Ausgangstext —
Zeitpunkt und Personal dieses neuen Vorstoßes der CDU sind passend gewählt. Armin Laschet, heute CDU-Parteivize, wurde vor zehn Jahren als erster Landes-Integrationsminister weit über Nordrhein-Westfalen hinaus bekannt. Innerhalb der Union zählt Laschet zu jenem Flügel, der aus der CDU eine moderne Großstadt-Partei machen will. Dazu gehört die Strategie, Themen wie Integration und Zuwanderung nicht allein SPD und Grünen zu überlassen. Deshalb hat die Parteiführung jene Programmkommission eingesetzt, die jetzt ein Einwanderungsgesetz vorschlägt - ein Plan, der innerhalb der Unionsparteien höchst umstritten ist. Doch Kommissionsmitglied Serap Güler, die auch im CDU-Bundesvorstand sitzt, sieht dringenden Handlungsbedarf:
"Die meisten Menschen kommen aus den benachbarten EU-Ländern zu uns, bleiben gerade mal ein Jahr und wandern dann wieder weiter oder zurück in ihre Heimat. Und das ist eigentlich nicht das, was ich unter einer modernen Einwanderungsgesellschaft verstehe", so Güler heute Morgen im Deutschlandfunk. Ob das Einwanderungsgesetz am Ende auch so heiße, ist noch offen, sagt die aus Köln stammende CDU-Politikerin, aber der Handlungsdruck ist aus ihrer Sicht groß: "Das derzeitige Gesetz trägt nicht zur Offenheit und zu Transparenz bei, ist in vielen Dingen sehr technokratisch. Alleine, wenn Sie sich das jetzige Aufenthaltsgesetz anschauen, die allgemeine Verordnungsvorschrift dazu hat 390 Seiten und ich würde einfach sagen, Transparenz sieht anders aus."

Angezeigte Daten —
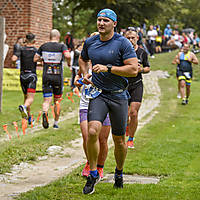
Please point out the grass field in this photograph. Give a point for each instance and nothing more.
(168, 147)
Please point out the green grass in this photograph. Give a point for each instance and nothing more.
(167, 147)
(29, 147)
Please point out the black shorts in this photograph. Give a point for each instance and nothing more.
(186, 76)
(136, 92)
(52, 84)
(28, 82)
(117, 109)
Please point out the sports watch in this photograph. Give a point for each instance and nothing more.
(109, 67)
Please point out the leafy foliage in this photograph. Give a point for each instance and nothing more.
(79, 16)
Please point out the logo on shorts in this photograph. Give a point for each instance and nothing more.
(111, 51)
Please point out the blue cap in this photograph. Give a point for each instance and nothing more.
(108, 13)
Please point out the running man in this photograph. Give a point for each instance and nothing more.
(113, 58)
(28, 77)
(135, 87)
(184, 59)
(52, 54)
(103, 135)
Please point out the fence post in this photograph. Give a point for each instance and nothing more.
(2, 35)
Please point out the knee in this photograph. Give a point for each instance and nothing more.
(119, 140)
(93, 133)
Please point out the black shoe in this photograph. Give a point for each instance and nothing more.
(91, 182)
(183, 102)
(45, 122)
(118, 181)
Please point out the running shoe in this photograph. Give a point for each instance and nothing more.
(129, 144)
(183, 102)
(55, 126)
(179, 95)
(86, 170)
(118, 181)
(23, 111)
(45, 122)
(29, 120)
(100, 170)
(91, 182)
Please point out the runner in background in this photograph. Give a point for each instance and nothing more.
(28, 77)
(184, 59)
(17, 46)
(52, 54)
(135, 87)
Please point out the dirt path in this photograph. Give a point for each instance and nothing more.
(25, 176)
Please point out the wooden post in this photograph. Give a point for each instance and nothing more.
(2, 35)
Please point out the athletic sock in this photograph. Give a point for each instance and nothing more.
(100, 166)
(94, 173)
(118, 172)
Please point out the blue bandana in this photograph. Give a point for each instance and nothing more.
(108, 13)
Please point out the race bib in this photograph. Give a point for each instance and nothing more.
(187, 75)
(92, 92)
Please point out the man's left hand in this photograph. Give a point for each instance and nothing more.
(99, 68)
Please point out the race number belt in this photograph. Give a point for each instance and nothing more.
(53, 69)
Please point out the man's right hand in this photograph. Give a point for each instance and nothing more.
(86, 79)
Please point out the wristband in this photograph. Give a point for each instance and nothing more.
(81, 81)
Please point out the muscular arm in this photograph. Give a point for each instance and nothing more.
(194, 59)
(129, 69)
(67, 55)
(144, 69)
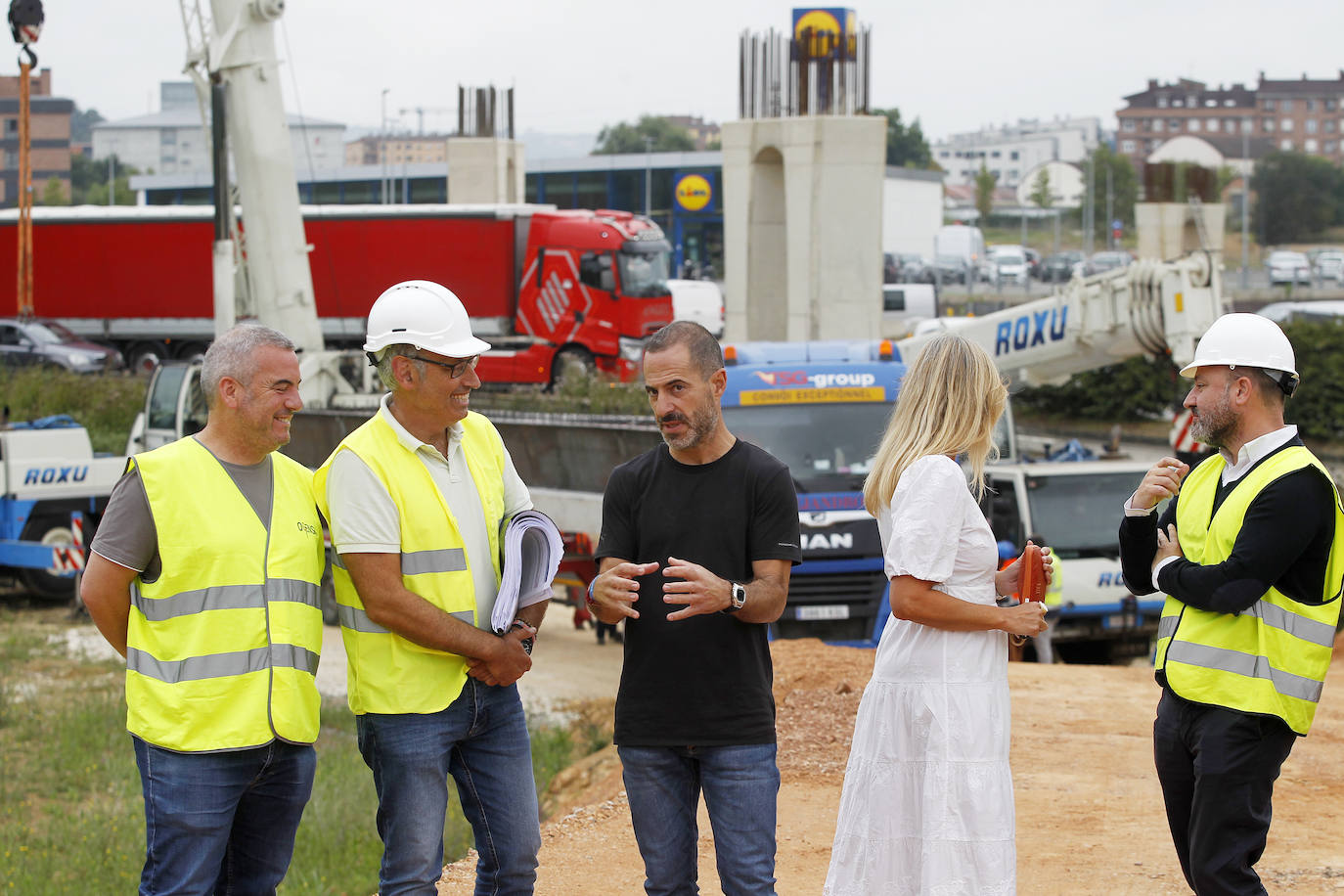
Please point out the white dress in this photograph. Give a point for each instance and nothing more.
(927, 803)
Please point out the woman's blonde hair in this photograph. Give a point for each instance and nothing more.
(949, 402)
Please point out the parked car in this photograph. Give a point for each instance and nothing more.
(1032, 262)
(1060, 267)
(1289, 312)
(952, 269)
(1102, 262)
(1329, 265)
(1008, 265)
(1287, 267)
(28, 341)
(915, 269)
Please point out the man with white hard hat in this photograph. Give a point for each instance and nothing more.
(1250, 554)
(416, 500)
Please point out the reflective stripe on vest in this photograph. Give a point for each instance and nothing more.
(222, 648)
(1272, 657)
(388, 673)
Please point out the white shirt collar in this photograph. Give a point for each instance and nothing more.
(410, 442)
(1254, 452)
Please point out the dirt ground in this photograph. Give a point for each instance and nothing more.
(1089, 808)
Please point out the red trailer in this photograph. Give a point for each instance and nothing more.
(546, 288)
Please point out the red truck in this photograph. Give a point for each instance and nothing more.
(546, 288)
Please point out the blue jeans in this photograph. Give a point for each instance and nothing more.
(481, 740)
(222, 823)
(740, 784)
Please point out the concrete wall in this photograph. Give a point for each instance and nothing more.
(484, 169)
(802, 227)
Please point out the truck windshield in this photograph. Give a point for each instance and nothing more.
(1078, 515)
(643, 274)
(829, 448)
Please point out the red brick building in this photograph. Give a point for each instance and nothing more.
(1303, 115)
(49, 137)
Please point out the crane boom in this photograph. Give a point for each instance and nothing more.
(1149, 308)
(238, 50)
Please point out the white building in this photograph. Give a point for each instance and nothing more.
(172, 141)
(1066, 184)
(1010, 151)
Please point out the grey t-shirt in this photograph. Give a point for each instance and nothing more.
(126, 533)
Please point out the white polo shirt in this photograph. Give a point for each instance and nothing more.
(365, 518)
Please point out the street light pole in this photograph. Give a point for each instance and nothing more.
(648, 175)
(381, 150)
(1246, 201)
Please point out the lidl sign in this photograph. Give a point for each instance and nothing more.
(693, 193)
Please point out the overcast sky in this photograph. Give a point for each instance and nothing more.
(579, 65)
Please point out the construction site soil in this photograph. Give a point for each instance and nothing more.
(1089, 808)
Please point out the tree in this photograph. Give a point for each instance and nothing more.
(89, 180)
(650, 133)
(1041, 194)
(906, 144)
(985, 182)
(1296, 197)
(53, 194)
(1124, 190)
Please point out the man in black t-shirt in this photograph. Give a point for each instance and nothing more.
(697, 539)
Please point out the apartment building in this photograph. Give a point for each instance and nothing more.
(173, 141)
(1010, 151)
(49, 137)
(397, 150)
(1303, 115)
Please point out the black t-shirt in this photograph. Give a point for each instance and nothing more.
(704, 680)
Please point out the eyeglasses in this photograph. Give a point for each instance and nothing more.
(455, 368)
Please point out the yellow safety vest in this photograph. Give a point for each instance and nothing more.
(222, 648)
(387, 673)
(1272, 657)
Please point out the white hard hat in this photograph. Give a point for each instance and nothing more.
(1246, 340)
(425, 315)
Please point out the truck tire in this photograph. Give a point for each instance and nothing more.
(46, 583)
(193, 351)
(571, 362)
(144, 357)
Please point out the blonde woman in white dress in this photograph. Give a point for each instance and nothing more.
(927, 803)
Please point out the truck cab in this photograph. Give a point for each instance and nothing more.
(1075, 507)
(822, 409)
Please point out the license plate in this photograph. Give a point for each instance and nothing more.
(818, 614)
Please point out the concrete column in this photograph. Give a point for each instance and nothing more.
(802, 227)
(484, 169)
(1171, 230)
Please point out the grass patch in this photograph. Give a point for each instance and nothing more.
(72, 817)
(104, 403)
(578, 392)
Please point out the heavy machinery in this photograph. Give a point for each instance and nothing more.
(822, 409)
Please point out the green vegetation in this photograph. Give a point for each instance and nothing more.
(103, 403)
(650, 133)
(575, 394)
(1297, 197)
(906, 144)
(72, 819)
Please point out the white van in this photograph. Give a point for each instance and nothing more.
(699, 301)
(904, 305)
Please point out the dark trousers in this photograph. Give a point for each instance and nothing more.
(1218, 770)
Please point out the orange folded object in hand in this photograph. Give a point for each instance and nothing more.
(1031, 578)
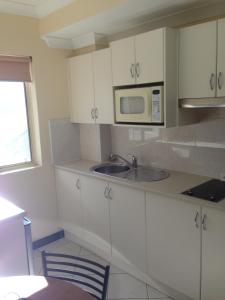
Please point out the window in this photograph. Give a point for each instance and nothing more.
(15, 146)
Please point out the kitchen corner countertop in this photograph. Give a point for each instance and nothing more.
(171, 187)
(9, 211)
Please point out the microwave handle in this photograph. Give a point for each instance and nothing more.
(132, 67)
(137, 70)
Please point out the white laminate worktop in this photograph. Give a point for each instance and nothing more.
(8, 210)
(172, 186)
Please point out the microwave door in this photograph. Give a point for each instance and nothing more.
(133, 107)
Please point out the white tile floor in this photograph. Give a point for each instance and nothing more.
(121, 284)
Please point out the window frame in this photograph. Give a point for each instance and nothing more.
(28, 164)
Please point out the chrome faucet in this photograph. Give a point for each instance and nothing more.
(133, 163)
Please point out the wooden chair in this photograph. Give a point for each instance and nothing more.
(87, 274)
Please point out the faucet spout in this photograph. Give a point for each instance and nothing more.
(132, 164)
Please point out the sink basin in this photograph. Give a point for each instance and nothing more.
(147, 174)
(111, 168)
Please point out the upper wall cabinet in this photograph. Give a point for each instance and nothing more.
(81, 89)
(202, 60)
(221, 59)
(90, 84)
(139, 59)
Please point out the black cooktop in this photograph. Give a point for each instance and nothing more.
(212, 190)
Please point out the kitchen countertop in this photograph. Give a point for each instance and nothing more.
(171, 187)
(9, 211)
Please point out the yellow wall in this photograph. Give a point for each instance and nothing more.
(75, 12)
(34, 190)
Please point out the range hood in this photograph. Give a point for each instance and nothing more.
(202, 103)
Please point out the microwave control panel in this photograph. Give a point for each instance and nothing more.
(157, 106)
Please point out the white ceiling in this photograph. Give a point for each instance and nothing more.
(129, 15)
(32, 8)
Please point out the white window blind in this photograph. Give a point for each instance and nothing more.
(15, 68)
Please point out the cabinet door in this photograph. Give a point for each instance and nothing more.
(173, 243)
(127, 219)
(221, 59)
(96, 213)
(69, 201)
(149, 56)
(213, 251)
(81, 88)
(103, 86)
(197, 61)
(13, 252)
(123, 62)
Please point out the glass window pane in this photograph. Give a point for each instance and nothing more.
(132, 105)
(15, 142)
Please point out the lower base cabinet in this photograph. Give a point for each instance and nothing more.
(185, 243)
(213, 254)
(96, 212)
(128, 227)
(173, 244)
(13, 252)
(70, 207)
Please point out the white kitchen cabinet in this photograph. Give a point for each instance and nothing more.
(123, 61)
(141, 59)
(213, 251)
(173, 244)
(90, 85)
(96, 213)
(81, 86)
(221, 59)
(149, 56)
(198, 60)
(13, 251)
(103, 86)
(127, 223)
(70, 207)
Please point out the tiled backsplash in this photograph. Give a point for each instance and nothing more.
(65, 140)
(198, 149)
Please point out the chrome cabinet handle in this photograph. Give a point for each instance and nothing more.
(137, 70)
(96, 113)
(212, 81)
(220, 80)
(93, 113)
(197, 220)
(110, 194)
(106, 192)
(132, 67)
(204, 222)
(78, 184)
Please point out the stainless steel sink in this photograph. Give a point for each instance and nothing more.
(113, 169)
(122, 170)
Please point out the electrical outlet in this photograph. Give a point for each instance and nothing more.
(137, 135)
(222, 176)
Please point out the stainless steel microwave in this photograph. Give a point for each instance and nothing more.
(139, 105)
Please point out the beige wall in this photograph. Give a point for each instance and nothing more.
(34, 190)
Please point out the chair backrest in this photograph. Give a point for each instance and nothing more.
(87, 274)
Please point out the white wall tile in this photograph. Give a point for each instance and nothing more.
(65, 140)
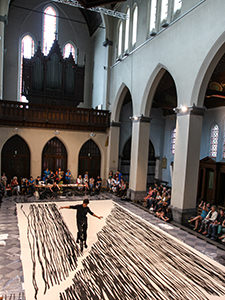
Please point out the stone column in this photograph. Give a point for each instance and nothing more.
(2, 27)
(139, 158)
(113, 147)
(186, 163)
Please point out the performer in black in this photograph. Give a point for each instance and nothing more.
(82, 211)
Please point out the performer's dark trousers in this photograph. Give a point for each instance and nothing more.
(82, 231)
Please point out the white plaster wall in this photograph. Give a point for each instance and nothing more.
(99, 69)
(73, 141)
(21, 22)
(212, 117)
(181, 49)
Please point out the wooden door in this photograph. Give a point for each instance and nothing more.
(90, 159)
(54, 155)
(15, 158)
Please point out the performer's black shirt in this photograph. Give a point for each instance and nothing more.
(81, 212)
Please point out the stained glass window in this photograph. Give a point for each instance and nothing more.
(153, 15)
(135, 19)
(27, 51)
(120, 38)
(173, 141)
(214, 140)
(127, 29)
(177, 5)
(68, 48)
(50, 29)
(164, 10)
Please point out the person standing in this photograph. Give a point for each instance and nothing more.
(82, 225)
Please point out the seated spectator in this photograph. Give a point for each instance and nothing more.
(165, 214)
(91, 184)
(122, 189)
(46, 174)
(98, 185)
(154, 200)
(31, 182)
(210, 218)
(60, 175)
(149, 195)
(205, 209)
(79, 183)
(2, 191)
(110, 181)
(54, 189)
(15, 186)
(4, 182)
(164, 202)
(38, 180)
(68, 176)
(213, 227)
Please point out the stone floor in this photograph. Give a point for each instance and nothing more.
(11, 273)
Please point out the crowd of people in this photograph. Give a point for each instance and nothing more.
(116, 184)
(210, 222)
(52, 181)
(158, 202)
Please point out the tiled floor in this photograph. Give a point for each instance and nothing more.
(11, 273)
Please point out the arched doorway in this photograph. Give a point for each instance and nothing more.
(126, 112)
(125, 162)
(90, 159)
(54, 155)
(16, 158)
(162, 100)
(212, 148)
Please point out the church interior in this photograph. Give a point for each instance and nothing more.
(120, 104)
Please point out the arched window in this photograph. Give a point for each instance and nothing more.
(120, 39)
(152, 26)
(177, 5)
(173, 141)
(127, 29)
(68, 48)
(49, 28)
(214, 136)
(135, 21)
(27, 51)
(164, 10)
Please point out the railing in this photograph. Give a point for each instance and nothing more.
(14, 113)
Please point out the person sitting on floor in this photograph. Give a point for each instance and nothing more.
(198, 219)
(210, 218)
(213, 227)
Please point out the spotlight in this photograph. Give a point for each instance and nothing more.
(183, 108)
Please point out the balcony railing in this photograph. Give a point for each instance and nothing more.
(14, 113)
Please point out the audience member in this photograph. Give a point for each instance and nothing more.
(210, 218)
(213, 227)
(198, 219)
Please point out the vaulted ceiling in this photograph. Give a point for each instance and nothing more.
(93, 3)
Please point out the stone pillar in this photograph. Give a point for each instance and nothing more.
(113, 147)
(2, 27)
(139, 158)
(186, 163)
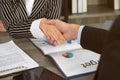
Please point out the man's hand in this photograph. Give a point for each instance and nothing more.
(52, 34)
(2, 29)
(69, 31)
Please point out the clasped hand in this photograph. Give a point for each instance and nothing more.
(58, 32)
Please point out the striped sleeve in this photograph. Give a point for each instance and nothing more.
(54, 9)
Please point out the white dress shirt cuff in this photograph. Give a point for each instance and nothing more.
(79, 33)
(35, 29)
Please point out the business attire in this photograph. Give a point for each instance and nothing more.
(107, 43)
(20, 19)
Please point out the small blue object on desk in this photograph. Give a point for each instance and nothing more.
(69, 41)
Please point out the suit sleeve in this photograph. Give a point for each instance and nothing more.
(93, 38)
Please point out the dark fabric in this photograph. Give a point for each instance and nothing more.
(93, 39)
(108, 46)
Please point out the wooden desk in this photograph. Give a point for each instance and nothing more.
(33, 52)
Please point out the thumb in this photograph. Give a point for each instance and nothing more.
(51, 22)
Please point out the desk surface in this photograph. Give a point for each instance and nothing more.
(34, 53)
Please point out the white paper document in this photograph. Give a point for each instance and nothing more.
(70, 58)
(13, 59)
(47, 48)
(82, 62)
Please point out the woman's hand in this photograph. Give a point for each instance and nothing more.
(52, 34)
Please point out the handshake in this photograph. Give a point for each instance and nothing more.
(58, 32)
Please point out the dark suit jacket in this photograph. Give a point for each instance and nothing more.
(16, 20)
(107, 43)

Aufgabenstellung — Zitieren Sie den Ausgangstext über den Vorstoß der CDU für ein Einwanderungsgesetz vollständig und wortgetreu.

Schriftliche Antwort —
Zeitpunkt und Personal dieses neuen Vorstoßes der CDU sind passend gewählt. Armin Laschet, heute CDU-Parteivize, wurde vor zehn Jahren als erster Landes-Integrationsminister weit über Nordrhein-Westfalen hinaus bekannt. Innerhalb der Union zählt Laschet zu jenem Flügel, der aus der CDU eine moderne Großstadt-Partei machen will. Dazu gehört die Strategie, Themen wie Integration und Zuwanderung nicht allein SPD und Grünen zu überlassen. Deshalb hat die Parteiführung jene Programmkommission eingesetzt, die jetzt ein Einwanderungsgesetz vorschlägt - ein Plan, der innerhalb der Unionsparteien höchst umstritten ist. Doch Kommissionsmitglied Serap Güler, die auch im CDU-Bundesvorstand sitzt, sieht dringenden Handlungsbedarf:
"Die meisten Menschen kommen aus den benachbarten EU-Ländern zu uns, bleiben gerade mal ein Jahr und wandern dann wieder weiter oder zurück in ihre Heimat. Und das ist eigentlich nicht das, was ich unter einer modernen Einwanderungsgesellschaft verstehe", so Güler heute Morgen im Deutschlandfunk. Ob das Einwanderungsgesetz am Ende auch so heiße, ist noch offen, sagt die aus Köln stammende CDU-Politikerin, aber der Handlungsdruck ist aus ihrer Sicht groß: "Das derzeitige Gesetz trägt nicht zur Offenheit und zu Transparenz bei, ist in vielen Dingen sehr technokratisch. Alleine, wenn Sie sich das jetzige Aufenthaltsgesetz anschauen, die allgemeine Verordnungsvorschrift dazu hat 390 Seiten und ich würde einfach sagen, Transparenz sieht anders aus."